Фрагмент страницы>
__________________________________________________
Неизвестный Юлиан Семенов. Умру я ненадолго... - Юлиан Семенов
Шрифт:
Интервал:
Закладка:
Мы сели за низенький столик втроем. Настроение у нас с Казаковым было какое-то звонкое, электрическое. В Польше нам уплатили очень много денег. Мы красиво — по-шляхетски — пили, сидели с писателями и редакторами до утра в ночных ресторанах, вознося и драконя и мировую, и современную литературу. И вся эта наша поездка шла некоей музыкальной фразой: тихо, громко, еще громче, совсем громко, невозможно громко.
Денег у нас в Чехословакии, на границе, было очень мало. А у Юры Осноса — ему пятьдесят лет — у него все время подергиваются веки и сводит лицо тиком. Причем чем дольше мы ехали, тем больше его сводило тиком. Мы с Казаковым понимали, что смеяться над этим нельзя, но мы смеялись, смеялись до хрипоты, и он сам помогал нам в этом.
__________________________________________________
[Позиции из набора данных]
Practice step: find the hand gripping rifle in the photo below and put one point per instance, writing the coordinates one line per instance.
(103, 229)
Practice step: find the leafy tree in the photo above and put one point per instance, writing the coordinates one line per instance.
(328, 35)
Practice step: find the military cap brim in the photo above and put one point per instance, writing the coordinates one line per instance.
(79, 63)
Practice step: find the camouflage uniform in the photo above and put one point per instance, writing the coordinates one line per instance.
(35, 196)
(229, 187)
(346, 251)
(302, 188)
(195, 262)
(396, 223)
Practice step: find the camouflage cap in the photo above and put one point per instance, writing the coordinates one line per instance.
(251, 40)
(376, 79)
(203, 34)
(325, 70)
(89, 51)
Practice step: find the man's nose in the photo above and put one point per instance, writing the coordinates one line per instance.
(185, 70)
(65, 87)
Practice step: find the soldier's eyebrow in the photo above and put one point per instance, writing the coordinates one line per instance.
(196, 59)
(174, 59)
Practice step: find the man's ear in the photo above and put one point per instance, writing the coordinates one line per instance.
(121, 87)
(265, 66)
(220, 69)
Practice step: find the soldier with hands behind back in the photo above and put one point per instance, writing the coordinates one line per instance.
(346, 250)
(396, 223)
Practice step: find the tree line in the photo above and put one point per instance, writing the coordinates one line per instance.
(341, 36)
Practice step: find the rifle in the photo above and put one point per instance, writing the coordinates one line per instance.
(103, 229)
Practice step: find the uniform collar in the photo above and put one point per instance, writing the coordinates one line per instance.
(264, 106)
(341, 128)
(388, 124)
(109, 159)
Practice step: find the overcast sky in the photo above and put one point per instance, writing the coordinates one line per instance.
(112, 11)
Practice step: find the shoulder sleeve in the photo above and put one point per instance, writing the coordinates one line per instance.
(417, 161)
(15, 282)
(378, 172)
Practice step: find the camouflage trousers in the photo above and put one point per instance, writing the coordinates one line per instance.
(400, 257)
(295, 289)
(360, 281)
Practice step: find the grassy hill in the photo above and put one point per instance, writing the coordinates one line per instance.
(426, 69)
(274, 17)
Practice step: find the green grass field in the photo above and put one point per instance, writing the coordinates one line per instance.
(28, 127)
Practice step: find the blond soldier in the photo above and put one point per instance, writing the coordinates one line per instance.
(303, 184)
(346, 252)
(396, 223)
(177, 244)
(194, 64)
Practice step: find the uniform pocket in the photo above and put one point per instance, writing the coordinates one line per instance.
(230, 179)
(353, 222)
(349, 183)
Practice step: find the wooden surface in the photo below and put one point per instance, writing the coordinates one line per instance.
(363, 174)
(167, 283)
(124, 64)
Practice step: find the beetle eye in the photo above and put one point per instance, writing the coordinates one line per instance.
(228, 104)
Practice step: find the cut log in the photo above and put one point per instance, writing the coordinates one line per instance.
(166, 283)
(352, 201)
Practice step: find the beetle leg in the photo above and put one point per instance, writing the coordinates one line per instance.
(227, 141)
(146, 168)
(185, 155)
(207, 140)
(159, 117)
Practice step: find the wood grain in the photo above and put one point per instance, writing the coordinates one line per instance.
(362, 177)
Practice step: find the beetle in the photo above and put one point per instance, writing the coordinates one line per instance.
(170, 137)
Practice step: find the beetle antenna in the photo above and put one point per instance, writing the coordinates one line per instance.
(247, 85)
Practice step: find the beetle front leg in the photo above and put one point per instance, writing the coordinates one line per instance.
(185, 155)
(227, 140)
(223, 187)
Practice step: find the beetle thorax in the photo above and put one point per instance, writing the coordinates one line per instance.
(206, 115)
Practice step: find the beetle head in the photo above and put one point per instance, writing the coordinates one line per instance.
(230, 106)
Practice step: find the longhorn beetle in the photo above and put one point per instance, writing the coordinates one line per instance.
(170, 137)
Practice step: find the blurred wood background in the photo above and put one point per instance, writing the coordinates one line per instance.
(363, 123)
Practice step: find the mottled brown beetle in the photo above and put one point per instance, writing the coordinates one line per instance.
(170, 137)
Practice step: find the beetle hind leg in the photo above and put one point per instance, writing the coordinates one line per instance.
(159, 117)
__________________________________________________
Набор заданий>
- a) Обновите фрагмент страницы: перепишите его, начиная со слов «Неизвестный Юлиан Семенов.» и вплоть до слов «громко, невозможно громко.», заменив «Польше» на «Венгрии».
- b) Повторите без изменений строки перечня, начиная со строки с «Practice step: find the beetle hind» и до конца перечня включительно.
Фрагмент страницы и перечень взяты из разных источников.

Решения упражнения>
- a)
Неизвестный Юлиан Семенов. Умру я ненадолго... - Юлиан Семенов
Шрифт:
Интервал:
Закладка:
Мы сели за низенький столик втроем. Настроение у нас с Казаковым было какое-то звонкое, электрическое. В Венгрии нам уплатили очень много денег. Мы красиво — по-шляхетски — пили, сидели с писателями и редакторами до утра в ночных ресторанах, вознося и драконя и мировую, и современную литературу. И вся эта наша поездка шла некоей музыкальной фразой: тихо, громко, еще громче, совсем громко, невозможно громко.

- b)
Practice step: find the beetle hind leg in the photo above and put one point per instance, writing the coordinates one line per instance.
(159, 117)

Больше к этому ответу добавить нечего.